En 1695 une comédie en vers intitulée « Les vendanges de Suresnes » fut représentée au Théâtre Français
Le vin de Suresnes est en vogue auprès des rois de France : François 1er et Henri IV le goutèrent et l’apprécièrent. Mais c’est le roi Soleil, Louis XIV, qui, d’après les chroniqueurs, en était le plus fervent amateur.
Au grand siècle, les écrivains ont célébré le breuvage royal, le poète Guillaume Colletet affirmait : « Par le pied du vieux Silène Bref, par tous les appas de ce vin de Suresnes ». En 1695 une comédie en vers de Dancourt fut représentée au Théâtre Français, elle s’intitulait « Les vendanges de Suresnes ». Des bains de vendange sont proposés contre les rhumatismes et on raconte que l’impératrice Joséphine de Beauharnais se baigne dans une cuve pleine de raisins de Suresnes en fermentation pour conserver la santé.

## [LIGNES RÉPERTORIÉES]

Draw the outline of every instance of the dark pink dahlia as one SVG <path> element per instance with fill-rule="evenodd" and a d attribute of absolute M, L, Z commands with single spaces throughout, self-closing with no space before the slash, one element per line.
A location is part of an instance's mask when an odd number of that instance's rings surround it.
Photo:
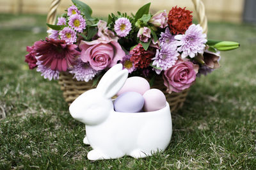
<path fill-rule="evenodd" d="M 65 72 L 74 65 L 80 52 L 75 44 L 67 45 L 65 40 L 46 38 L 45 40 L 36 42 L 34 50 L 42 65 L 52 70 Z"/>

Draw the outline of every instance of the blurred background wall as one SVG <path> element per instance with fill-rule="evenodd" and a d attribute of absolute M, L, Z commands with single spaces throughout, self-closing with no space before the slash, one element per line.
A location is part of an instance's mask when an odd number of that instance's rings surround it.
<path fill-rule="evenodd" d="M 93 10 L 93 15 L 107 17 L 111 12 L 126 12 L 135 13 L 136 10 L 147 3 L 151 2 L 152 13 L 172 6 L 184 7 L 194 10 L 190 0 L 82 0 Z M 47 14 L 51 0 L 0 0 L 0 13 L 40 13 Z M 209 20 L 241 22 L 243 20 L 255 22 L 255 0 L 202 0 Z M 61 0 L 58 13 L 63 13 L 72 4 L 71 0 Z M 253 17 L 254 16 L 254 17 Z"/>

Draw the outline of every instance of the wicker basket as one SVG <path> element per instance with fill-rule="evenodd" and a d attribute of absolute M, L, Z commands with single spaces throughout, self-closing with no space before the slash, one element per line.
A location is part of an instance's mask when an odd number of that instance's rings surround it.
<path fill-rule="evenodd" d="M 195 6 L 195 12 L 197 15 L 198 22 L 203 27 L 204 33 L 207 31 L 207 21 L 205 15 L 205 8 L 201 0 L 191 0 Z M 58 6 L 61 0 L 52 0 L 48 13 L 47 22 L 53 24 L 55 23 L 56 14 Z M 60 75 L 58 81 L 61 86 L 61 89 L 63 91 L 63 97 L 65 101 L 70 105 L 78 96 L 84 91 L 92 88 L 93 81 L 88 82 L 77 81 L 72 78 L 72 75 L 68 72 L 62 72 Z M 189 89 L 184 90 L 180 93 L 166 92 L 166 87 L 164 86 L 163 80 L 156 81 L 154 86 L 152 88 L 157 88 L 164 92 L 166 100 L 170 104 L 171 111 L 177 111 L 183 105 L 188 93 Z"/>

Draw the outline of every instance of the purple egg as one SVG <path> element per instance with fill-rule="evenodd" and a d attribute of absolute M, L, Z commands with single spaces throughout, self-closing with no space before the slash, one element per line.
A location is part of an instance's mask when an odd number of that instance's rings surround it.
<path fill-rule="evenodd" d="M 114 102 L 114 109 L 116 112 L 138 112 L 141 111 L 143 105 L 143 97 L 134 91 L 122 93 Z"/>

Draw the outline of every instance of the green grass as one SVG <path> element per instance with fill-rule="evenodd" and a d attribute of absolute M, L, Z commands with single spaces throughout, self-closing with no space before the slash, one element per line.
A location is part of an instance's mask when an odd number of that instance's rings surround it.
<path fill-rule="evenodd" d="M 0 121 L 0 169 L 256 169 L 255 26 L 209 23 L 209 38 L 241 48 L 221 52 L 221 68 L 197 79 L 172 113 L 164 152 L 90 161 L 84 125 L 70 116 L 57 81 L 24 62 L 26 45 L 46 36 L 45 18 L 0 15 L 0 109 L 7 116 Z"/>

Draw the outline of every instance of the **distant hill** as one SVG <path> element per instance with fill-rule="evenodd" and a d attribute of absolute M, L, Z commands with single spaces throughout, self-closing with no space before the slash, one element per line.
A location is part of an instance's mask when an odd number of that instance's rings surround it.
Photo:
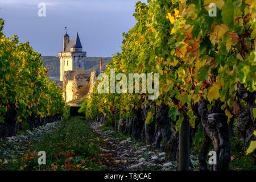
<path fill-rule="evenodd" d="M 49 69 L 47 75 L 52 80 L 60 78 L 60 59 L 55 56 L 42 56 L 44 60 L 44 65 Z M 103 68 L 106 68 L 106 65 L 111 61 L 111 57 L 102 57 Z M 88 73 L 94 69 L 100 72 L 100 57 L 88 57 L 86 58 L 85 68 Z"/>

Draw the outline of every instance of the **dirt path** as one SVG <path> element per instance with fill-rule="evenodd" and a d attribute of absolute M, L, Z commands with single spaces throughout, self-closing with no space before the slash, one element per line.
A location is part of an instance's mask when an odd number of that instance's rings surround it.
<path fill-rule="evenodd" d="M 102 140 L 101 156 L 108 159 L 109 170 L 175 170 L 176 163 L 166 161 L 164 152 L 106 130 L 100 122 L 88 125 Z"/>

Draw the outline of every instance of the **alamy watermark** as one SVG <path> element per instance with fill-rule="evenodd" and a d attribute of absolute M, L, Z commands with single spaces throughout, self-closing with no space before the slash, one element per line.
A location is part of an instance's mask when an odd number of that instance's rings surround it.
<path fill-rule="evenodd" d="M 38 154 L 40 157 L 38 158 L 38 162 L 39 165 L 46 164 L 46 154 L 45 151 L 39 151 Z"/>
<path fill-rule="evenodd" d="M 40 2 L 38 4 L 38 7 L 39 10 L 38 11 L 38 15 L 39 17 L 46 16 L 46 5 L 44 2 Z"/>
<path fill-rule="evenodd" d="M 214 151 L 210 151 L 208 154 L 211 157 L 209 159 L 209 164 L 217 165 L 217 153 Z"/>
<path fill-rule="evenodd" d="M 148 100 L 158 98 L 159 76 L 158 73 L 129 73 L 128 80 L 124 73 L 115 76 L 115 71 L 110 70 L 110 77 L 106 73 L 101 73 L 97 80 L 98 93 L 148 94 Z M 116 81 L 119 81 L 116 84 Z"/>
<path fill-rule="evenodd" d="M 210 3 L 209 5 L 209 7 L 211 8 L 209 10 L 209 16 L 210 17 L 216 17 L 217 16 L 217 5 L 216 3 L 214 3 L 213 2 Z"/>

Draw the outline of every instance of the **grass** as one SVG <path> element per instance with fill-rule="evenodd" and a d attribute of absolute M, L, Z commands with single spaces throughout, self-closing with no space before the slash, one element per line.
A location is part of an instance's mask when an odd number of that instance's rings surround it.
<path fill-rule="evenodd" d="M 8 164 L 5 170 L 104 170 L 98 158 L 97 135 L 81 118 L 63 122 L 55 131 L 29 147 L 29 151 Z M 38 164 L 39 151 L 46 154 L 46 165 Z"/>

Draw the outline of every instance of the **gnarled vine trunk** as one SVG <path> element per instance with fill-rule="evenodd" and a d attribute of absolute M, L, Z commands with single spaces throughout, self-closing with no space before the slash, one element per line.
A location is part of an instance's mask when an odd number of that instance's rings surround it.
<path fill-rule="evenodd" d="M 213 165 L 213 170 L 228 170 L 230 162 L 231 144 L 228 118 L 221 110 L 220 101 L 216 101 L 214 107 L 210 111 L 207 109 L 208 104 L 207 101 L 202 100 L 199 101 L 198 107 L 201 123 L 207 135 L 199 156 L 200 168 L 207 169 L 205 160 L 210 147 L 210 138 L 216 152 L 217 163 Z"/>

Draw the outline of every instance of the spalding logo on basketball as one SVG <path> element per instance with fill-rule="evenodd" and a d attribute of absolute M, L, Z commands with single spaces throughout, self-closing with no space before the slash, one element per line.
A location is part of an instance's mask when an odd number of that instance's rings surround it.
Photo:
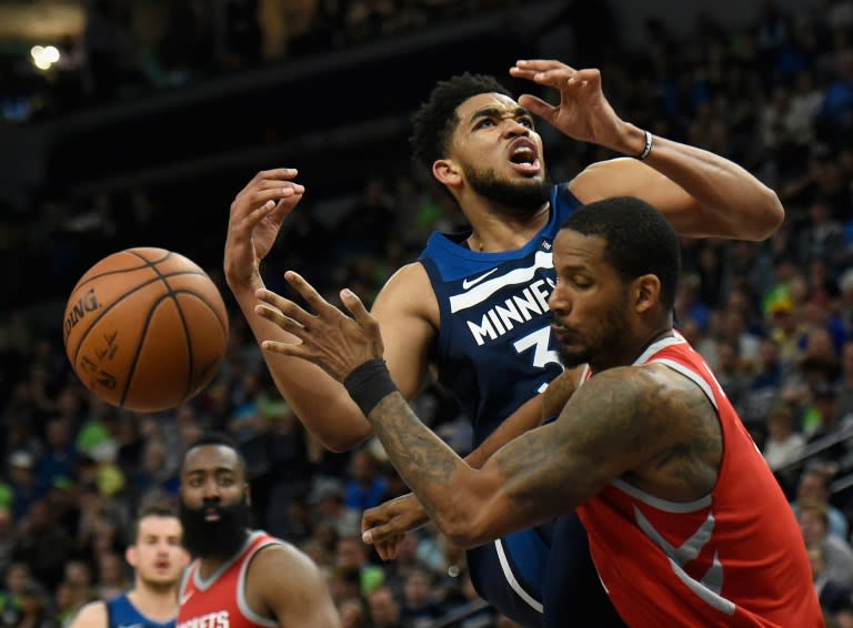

## [EXERCICES]
#1 Recopiez sans rien modifier le passage du texte sur le vin de Suresnes qui va de « Au grand siècle, les » jusqu'à « conserver la santé. ».
#2 Répondez brièvement à ces questions sur le texte sur le vin de Suresnes :
(a) Quels deux rois de France, outre Louis XIV, ont goûté et apprécié ce vin ?
(b) Qui est l'auteur de la comédie en vers « Les vendanges de Suresnes » ?
(c) Contre quel mal les bains de vendange sont-ils proposés ?
#3 Poursuivez le texte sur le vin de Suresnes à la suite de sa dernière phrase.

## [CORRIGÉ]
#1
Au grand siècle, les écrivains ont célébré le breuvage royal, le poète Guillaume Colletet affirmait : « Par le pied du vieux Silène Bref, par tous les appas de ce vin de Suresnes ». En 1695 une comédie en vers de Dancourt fut représentée au Théâtre Français, elle s’intitulait « Les vendanges de Suresnes ». Des bains de vendange sont proposés contre les rhumatismes et on raconte que l’impératrice Joséphine de Beauharnais se baigne dans une cuve pleine de raisins de Suresnes en fermentation pour conserver la santé.

#2
(a) François 1er et Henri IV.
(b) Dancourt.
(c) Les rhumatismes.

#3
Mais le XVIIIe siècle sonna le glas de la qualité du vin suresnois. Le terrible hiver 1709 obligea les vignerons à replanter la vigne. Le vin blanc était passé de mode, le rouge avait la cote, alors on planta du Gamay, cépage résistant. Le Gamay peut donner le pire comme le meilleur des vins, un grand cru du Beaujolais, comme un breuvage ignoble. Le vignoble s’agrandit : en moins de cent ans on passe de 80 à 178 hectares à la veille de la Révolution.
Au début du XIXe siècle le vin de Suresnes est abondant, les rendements explosent, on fait « pisser la vigne ». Il est mauvais ! On le surnomme même « chasse-cousin » et on ne trouve guère au XIXe siècle que Victor Hugo pour en chanter le goût. Mais la vérité historique nous oblige à dire que le grand poète aimait la nourriture grasse et abondante et n’avait guère le palais délicat.
Certes la révolution industrielle, l’avènement des guinguettes, l’afflux des ouvriers qui viennent au bord de
l’eau, redonnent un peu d’élan au vin de Suresnes qui peut paraître à son apogée… mais cette ruée sonne déjà sa fin.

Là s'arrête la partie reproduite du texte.